Exercise instructions: Please gather every line in the records below that contains the word "water". Count a line only if the capitalization matches.
[Materials provided start]
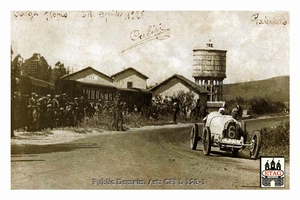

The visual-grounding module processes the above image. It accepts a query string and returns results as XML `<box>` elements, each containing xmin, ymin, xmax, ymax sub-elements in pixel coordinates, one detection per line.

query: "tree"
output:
<box><xmin>22</xmin><ymin>53</ymin><xmax>52</xmax><ymax>82</ymax></box>
<box><xmin>51</xmin><ymin>61</ymin><xmax>69</xmax><ymax>83</ymax></box>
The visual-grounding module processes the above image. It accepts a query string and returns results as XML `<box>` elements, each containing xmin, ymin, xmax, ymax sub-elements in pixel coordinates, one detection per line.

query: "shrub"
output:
<box><xmin>260</xmin><ymin>122</ymin><xmax>290</xmax><ymax>160</ymax></box>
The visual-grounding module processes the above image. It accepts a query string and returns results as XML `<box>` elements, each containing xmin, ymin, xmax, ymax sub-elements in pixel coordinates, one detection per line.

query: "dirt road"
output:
<box><xmin>11</xmin><ymin>115</ymin><xmax>289</xmax><ymax>190</ymax></box>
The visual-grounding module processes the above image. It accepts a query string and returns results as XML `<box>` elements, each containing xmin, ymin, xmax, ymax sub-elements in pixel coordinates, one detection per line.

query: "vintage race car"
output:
<box><xmin>190</xmin><ymin>111</ymin><xmax>261</xmax><ymax>159</ymax></box>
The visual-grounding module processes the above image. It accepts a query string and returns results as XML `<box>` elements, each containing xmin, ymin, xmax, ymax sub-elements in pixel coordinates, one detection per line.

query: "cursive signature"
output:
<box><xmin>251</xmin><ymin>13</ymin><xmax>287</xmax><ymax>25</ymax></box>
<box><xmin>122</xmin><ymin>23</ymin><xmax>170</xmax><ymax>53</ymax></box>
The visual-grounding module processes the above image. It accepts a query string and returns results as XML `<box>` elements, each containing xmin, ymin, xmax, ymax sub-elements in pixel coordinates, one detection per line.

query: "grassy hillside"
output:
<box><xmin>223</xmin><ymin>76</ymin><xmax>290</xmax><ymax>102</ymax></box>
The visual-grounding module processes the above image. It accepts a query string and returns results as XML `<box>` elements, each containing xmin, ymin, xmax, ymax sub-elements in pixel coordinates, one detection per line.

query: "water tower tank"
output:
<box><xmin>192</xmin><ymin>43</ymin><xmax>227</xmax><ymax>101</ymax></box>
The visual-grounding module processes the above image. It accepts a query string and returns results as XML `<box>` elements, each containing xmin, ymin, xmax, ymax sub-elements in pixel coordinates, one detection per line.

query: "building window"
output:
<box><xmin>127</xmin><ymin>82</ymin><xmax>132</xmax><ymax>88</ymax></box>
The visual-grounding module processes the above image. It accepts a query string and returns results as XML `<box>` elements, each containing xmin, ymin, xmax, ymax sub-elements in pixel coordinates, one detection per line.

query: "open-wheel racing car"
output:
<box><xmin>190</xmin><ymin>106</ymin><xmax>261</xmax><ymax>160</ymax></box>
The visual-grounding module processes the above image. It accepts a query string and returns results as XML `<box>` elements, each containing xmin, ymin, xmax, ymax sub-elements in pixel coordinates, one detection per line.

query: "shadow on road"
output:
<box><xmin>11</xmin><ymin>143</ymin><xmax>100</xmax><ymax>157</ymax></box>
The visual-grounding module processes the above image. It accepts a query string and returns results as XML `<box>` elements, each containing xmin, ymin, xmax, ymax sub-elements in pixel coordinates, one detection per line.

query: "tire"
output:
<box><xmin>250</xmin><ymin>131</ymin><xmax>261</xmax><ymax>160</ymax></box>
<box><xmin>232</xmin><ymin>149</ymin><xmax>239</xmax><ymax>157</ymax></box>
<box><xmin>190</xmin><ymin>124</ymin><xmax>199</xmax><ymax>150</ymax></box>
<box><xmin>202</xmin><ymin>127</ymin><xmax>211</xmax><ymax>156</ymax></box>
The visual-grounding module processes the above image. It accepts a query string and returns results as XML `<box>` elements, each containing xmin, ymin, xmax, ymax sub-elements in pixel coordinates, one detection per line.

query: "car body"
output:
<box><xmin>190</xmin><ymin>111</ymin><xmax>261</xmax><ymax>159</ymax></box>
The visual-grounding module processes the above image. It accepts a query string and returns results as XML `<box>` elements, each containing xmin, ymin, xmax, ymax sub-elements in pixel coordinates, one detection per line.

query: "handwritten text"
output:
<box><xmin>251</xmin><ymin>13</ymin><xmax>288</xmax><ymax>25</ymax></box>
<box><xmin>122</xmin><ymin>23</ymin><xmax>170</xmax><ymax>53</ymax></box>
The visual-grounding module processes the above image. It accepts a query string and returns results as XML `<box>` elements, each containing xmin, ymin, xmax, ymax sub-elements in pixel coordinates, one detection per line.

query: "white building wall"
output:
<box><xmin>114</xmin><ymin>74</ymin><xmax>147</xmax><ymax>89</ymax></box>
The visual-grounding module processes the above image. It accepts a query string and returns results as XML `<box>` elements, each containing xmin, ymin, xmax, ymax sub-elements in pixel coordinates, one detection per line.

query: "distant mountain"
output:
<box><xmin>223</xmin><ymin>76</ymin><xmax>290</xmax><ymax>102</ymax></box>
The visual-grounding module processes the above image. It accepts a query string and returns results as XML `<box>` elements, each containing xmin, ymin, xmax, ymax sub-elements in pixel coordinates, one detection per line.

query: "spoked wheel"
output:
<box><xmin>232</xmin><ymin>149</ymin><xmax>239</xmax><ymax>157</ymax></box>
<box><xmin>202</xmin><ymin>127</ymin><xmax>211</xmax><ymax>156</ymax></box>
<box><xmin>190</xmin><ymin>124</ymin><xmax>199</xmax><ymax>150</ymax></box>
<box><xmin>250</xmin><ymin>131</ymin><xmax>261</xmax><ymax>160</ymax></box>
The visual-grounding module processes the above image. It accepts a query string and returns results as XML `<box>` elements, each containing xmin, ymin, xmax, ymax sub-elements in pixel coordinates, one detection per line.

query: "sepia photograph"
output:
<box><xmin>6</xmin><ymin>0</ymin><xmax>291</xmax><ymax>194</ymax></box>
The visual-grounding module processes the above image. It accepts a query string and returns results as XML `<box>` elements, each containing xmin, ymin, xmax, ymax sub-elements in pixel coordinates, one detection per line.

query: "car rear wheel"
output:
<box><xmin>202</xmin><ymin>127</ymin><xmax>211</xmax><ymax>156</ymax></box>
<box><xmin>190</xmin><ymin>124</ymin><xmax>199</xmax><ymax>150</ymax></box>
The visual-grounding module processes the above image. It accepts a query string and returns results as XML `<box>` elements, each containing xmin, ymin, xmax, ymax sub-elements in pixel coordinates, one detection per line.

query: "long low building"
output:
<box><xmin>149</xmin><ymin>74</ymin><xmax>209</xmax><ymax>105</ymax></box>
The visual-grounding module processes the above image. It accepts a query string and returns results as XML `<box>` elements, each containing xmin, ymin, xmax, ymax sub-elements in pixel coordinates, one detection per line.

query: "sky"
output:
<box><xmin>11</xmin><ymin>9</ymin><xmax>290</xmax><ymax>85</ymax></box>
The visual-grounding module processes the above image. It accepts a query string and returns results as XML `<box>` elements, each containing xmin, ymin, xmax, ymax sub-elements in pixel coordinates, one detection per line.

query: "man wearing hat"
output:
<box><xmin>46</xmin><ymin>103</ymin><xmax>55</xmax><ymax>130</ymax></box>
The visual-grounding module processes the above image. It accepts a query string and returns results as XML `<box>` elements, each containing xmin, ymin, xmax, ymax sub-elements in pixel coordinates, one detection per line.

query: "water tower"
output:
<box><xmin>192</xmin><ymin>41</ymin><xmax>227</xmax><ymax>101</ymax></box>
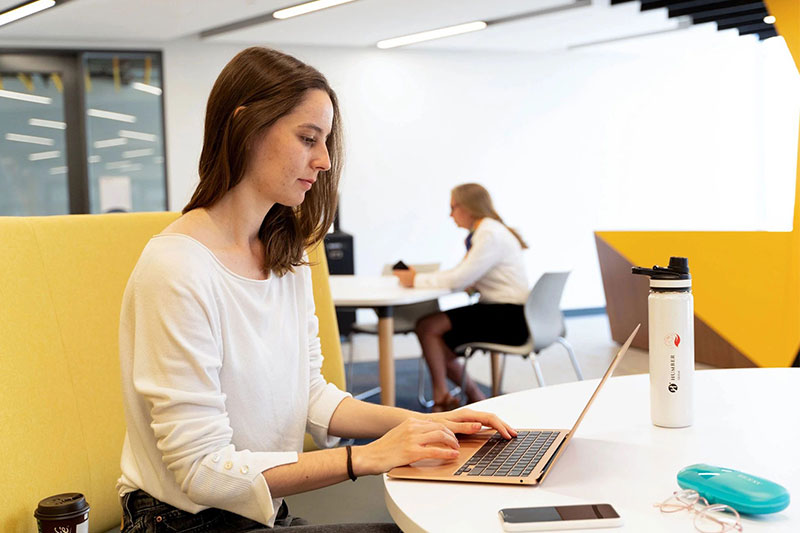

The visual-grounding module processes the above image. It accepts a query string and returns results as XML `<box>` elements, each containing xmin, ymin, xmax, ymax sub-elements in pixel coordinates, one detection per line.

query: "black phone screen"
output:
<box><xmin>500</xmin><ymin>503</ymin><xmax>619</xmax><ymax>524</ymax></box>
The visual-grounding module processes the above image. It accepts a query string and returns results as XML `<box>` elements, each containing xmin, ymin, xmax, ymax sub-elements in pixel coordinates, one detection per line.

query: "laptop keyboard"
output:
<box><xmin>453</xmin><ymin>431</ymin><xmax>558</xmax><ymax>477</ymax></box>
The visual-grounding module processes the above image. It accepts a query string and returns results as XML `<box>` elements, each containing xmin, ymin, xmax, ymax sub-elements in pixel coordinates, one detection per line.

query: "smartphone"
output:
<box><xmin>392</xmin><ymin>261</ymin><xmax>408</xmax><ymax>270</ymax></box>
<box><xmin>500</xmin><ymin>503</ymin><xmax>622</xmax><ymax>531</ymax></box>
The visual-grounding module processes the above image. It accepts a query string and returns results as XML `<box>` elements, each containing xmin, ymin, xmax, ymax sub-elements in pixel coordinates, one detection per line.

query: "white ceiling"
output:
<box><xmin>0</xmin><ymin>0</ymin><xmax>692</xmax><ymax>51</ymax></box>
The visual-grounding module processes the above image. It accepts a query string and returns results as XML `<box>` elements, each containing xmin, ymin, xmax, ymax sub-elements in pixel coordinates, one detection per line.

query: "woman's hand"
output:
<box><xmin>425</xmin><ymin>408</ymin><xmax>517</xmax><ymax>439</ymax></box>
<box><xmin>353</xmin><ymin>417</ymin><xmax>460</xmax><ymax>476</ymax></box>
<box><xmin>392</xmin><ymin>267</ymin><xmax>417</xmax><ymax>288</ymax></box>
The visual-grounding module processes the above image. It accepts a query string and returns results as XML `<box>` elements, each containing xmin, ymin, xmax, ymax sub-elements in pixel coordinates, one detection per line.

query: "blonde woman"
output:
<box><xmin>394</xmin><ymin>183</ymin><xmax>529</xmax><ymax>412</ymax></box>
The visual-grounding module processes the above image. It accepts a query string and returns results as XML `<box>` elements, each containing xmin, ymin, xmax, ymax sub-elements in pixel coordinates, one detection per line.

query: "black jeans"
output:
<box><xmin>121</xmin><ymin>490</ymin><xmax>400</xmax><ymax>533</ymax></box>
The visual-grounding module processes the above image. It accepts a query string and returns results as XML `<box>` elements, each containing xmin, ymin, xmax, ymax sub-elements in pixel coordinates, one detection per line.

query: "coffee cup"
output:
<box><xmin>33</xmin><ymin>492</ymin><xmax>89</xmax><ymax>533</ymax></box>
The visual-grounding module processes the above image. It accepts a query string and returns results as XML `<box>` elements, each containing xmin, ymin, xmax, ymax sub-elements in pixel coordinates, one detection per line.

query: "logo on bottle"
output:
<box><xmin>664</xmin><ymin>333</ymin><xmax>681</xmax><ymax>348</ymax></box>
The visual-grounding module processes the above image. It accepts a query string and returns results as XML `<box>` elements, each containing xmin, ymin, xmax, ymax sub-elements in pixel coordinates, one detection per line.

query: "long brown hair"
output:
<box><xmin>183</xmin><ymin>47</ymin><xmax>342</xmax><ymax>276</ymax></box>
<box><xmin>451</xmin><ymin>183</ymin><xmax>528</xmax><ymax>250</ymax></box>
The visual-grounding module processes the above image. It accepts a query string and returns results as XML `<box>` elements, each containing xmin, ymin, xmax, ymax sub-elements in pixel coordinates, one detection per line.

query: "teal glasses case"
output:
<box><xmin>678</xmin><ymin>464</ymin><xmax>789</xmax><ymax>514</ymax></box>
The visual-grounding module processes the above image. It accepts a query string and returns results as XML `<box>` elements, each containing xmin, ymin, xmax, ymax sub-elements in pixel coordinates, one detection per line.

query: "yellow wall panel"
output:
<box><xmin>598</xmin><ymin>231</ymin><xmax>800</xmax><ymax>366</ymax></box>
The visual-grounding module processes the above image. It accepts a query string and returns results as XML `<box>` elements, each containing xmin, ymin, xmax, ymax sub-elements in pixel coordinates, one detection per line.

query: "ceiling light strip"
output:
<box><xmin>377</xmin><ymin>0</ymin><xmax>592</xmax><ymax>50</ymax></box>
<box><xmin>200</xmin><ymin>0</ymin><xmax>356</xmax><ymax>39</ymax></box>
<box><xmin>272</xmin><ymin>0</ymin><xmax>355</xmax><ymax>20</ymax></box>
<box><xmin>0</xmin><ymin>0</ymin><xmax>56</xmax><ymax>26</ymax></box>
<box><xmin>377</xmin><ymin>20</ymin><xmax>488</xmax><ymax>50</ymax></box>
<box><xmin>0</xmin><ymin>90</ymin><xmax>53</xmax><ymax>104</ymax></box>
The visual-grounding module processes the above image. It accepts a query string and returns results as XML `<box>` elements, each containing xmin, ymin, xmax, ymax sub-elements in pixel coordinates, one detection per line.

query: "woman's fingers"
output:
<box><xmin>418</xmin><ymin>426</ymin><xmax>461</xmax><ymax>450</ymax></box>
<box><xmin>438</xmin><ymin>409</ymin><xmax>517</xmax><ymax>439</ymax></box>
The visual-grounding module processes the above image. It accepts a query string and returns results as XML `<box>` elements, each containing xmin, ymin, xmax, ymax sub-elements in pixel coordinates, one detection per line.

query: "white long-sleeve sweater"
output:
<box><xmin>117</xmin><ymin>234</ymin><xmax>347</xmax><ymax>526</ymax></box>
<box><xmin>414</xmin><ymin>218</ymin><xmax>530</xmax><ymax>304</ymax></box>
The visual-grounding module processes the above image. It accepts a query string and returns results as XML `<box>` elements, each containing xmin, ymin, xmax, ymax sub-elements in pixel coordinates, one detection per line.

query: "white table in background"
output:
<box><xmin>330</xmin><ymin>275</ymin><xmax>451</xmax><ymax>405</ymax></box>
<box><xmin>384</xmin><ymin>368</ymin><xmax>800</xmax><ymax>533</ymax></box>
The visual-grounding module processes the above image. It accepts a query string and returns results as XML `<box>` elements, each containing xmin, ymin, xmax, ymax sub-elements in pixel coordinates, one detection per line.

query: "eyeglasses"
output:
<box><xmin>653</xmin><ymin>490</ymin><xmax>743</xmax><ymax>533</ymax></box>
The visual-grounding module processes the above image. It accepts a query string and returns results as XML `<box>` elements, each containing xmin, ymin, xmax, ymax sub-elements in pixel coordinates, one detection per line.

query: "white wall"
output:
<box><xmin>6</xmin><ymin>30</ymin><xmax>800</xmax><ymax>309</ymax></box>
<box><xmin>159</xmin><ymin>33</ymin><xmax>800</xmax><ymax>308</ymax></box>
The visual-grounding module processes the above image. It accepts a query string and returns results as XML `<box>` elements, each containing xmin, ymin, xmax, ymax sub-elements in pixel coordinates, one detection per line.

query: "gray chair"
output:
<box><xmin>347</xmin><ymin>263</ymin><xmax>440</xmax><ymax>407</ymax></box>
<box><xmin>455</xmin><ymin>272</ymin><xmax>583</xmax><ymax>400</ymax></box>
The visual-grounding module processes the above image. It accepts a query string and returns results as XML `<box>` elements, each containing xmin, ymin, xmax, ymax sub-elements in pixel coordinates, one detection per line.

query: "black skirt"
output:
<box><xmin>442</xmin><ymin>303</ymin><xmax>528</xmax><ymax>351</ymax></box>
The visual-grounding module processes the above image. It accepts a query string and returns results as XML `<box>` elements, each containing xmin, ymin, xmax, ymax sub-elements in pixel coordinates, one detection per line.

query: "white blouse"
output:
<box><xmin>117</xmin><ymin>234</ymin><xmax>348</xmax><ymax>526</ymax></box>
<box><xmin>414</xmin><ymin>218</ymin><xmax>530</xmax><ymax>304</ymax></box>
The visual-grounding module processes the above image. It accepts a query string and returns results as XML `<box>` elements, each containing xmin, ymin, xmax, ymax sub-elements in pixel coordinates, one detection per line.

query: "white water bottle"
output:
<box><xmin>633</xmin><ymin>257</ymin><xmax>694</xmax><ymax>428</ymax></box>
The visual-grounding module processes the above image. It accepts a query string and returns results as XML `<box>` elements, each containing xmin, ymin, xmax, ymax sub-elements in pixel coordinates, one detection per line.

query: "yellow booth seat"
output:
<box><xmin>0</xmin><ymin>213</ymin><xmax>344</xmax><ymax>533</ymax></box>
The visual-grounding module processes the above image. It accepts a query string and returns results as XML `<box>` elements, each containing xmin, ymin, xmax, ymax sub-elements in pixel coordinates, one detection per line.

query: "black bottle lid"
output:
<box><xmin>631</xmin><ymin>257</ymin><xmax>692</xmax><ymax>280</ymax></box>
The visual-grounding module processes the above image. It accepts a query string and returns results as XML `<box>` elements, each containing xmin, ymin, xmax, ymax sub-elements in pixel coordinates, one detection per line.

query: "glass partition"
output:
<box><xmin>83</xmin><ymin>52</ymin><xmax>167</xmax><ymax>213</ymax></box>
<box><xmin>0</xmin><ymin>68</ymin><xmax>70</xmax><ymax>215</ymax></box>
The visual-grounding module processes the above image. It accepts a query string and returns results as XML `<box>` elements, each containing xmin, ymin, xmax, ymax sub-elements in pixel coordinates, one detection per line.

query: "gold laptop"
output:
<box><xmin>388</xmin><ymin>324</ymin><xmax>641</xmax><ymax>485</ymax></box>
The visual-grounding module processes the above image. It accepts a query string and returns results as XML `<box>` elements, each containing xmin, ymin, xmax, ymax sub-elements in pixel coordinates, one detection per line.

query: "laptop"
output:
<box><xmin>387</xmin><ymin>324</ymin><xmax>641</xmax><ymax>485</ymax></box>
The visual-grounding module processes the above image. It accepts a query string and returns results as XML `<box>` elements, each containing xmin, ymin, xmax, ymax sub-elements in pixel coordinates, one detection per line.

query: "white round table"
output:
<box><xmin>384</xmin><ymin>368</ymin><xmax>800</xmax><ymax>533</ymax></box>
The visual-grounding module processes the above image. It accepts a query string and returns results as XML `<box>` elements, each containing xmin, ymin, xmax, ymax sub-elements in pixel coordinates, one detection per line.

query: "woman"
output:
<box><xmin>118</xmin><ymin>48</ymin><xmax>515</xmax><ymax>533</ymax></box>
<box><xmin>394</xmin><ymin>183</ymin><xmax>528</xmax><ymax>412</ymax></box>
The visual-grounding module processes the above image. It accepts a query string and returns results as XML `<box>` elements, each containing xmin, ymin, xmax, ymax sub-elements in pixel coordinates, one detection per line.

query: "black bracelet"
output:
<box><xmin>345</xmin><ymin>445</ymin><xmax>358</xmax><ymax>481</ymax></box>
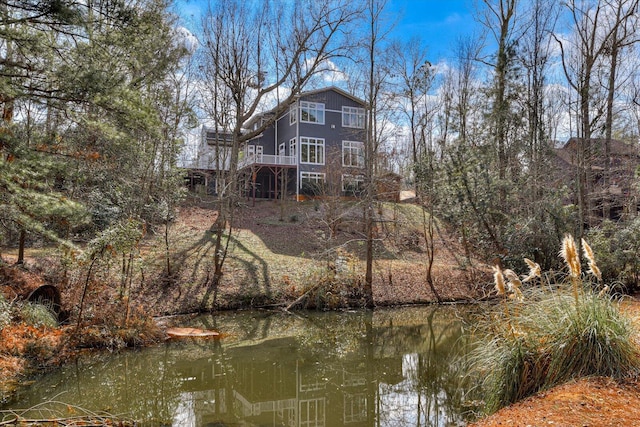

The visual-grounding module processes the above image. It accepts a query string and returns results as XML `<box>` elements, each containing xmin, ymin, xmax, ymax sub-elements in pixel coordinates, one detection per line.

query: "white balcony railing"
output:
<box><xmin>238</xmin><ymin>154</ymin><xmax>296</xmax><ymax>169</ymax></box>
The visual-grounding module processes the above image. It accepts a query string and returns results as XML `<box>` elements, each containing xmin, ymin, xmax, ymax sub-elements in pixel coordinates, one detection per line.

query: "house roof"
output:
<box><xmin>245</xmin><ymin>86</ymin><xmax>366</xmax><ymax>128</ymax></box>
<box><xmin>202</xmin><ymin>126</ymin><xmax>233</xmax><ymax>145</ymax></box>
<box><xmin>560</xmin><ymin>137</ymin><xmax>638</xmax><ymax>156</ymax></box>
<box><xmin>298</xmin><ymin>86</ymin><xmax>366</xmax><ymax>105</ymax></box>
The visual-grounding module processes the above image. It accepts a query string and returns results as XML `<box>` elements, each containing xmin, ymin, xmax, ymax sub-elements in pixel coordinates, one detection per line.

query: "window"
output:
<box><xmin>289</xmin><ymin>138</ymin><xmax>296</xmax><ymax>157</ymax></box>
<box><xmin>342</xmin><ymin>174</ymin><xmax>364</xmax><ymax>196</ymax></box>
<box><xmin>342</xmin><ymin>107</ymin><xmax>364</xmax><ymax>129</ymax></box>
<box><xmin>300</xmin><ymin>101</ymin><xmax>324</xmax><ymax>125</ymax></box>
<box><xmin>300</xmin><ymin>136</ymin><xmax>324</xmax><ymax>165</ymax></box>
<box><xmin>300</xmin><ymin>172</ymin><xmax>324</xmax><ymax>196</ymax></box>
<box><xmin>289</xmin><ymin>104</ymin><xmax>298</xmax><ymax>125</ymax></box>
<box><xmin>342</xmin><ymin>141</ymin><xmax>364</xmax><ymax>168</ymax></box>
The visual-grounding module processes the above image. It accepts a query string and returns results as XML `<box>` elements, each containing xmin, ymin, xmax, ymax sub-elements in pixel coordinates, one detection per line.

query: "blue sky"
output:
<box><xmin>174</xmin><ymin>0</ymin><xmax>476</xmax><ymax>63</ymax></box>
<box><xmin>389</xmin><ymin>0</ymin><xmax>476</xmax><ymax>62</ymax></box>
[Materials provided end]
Expected output:
query: "water tower tank"
query: "water tower"
query: "white water bottle"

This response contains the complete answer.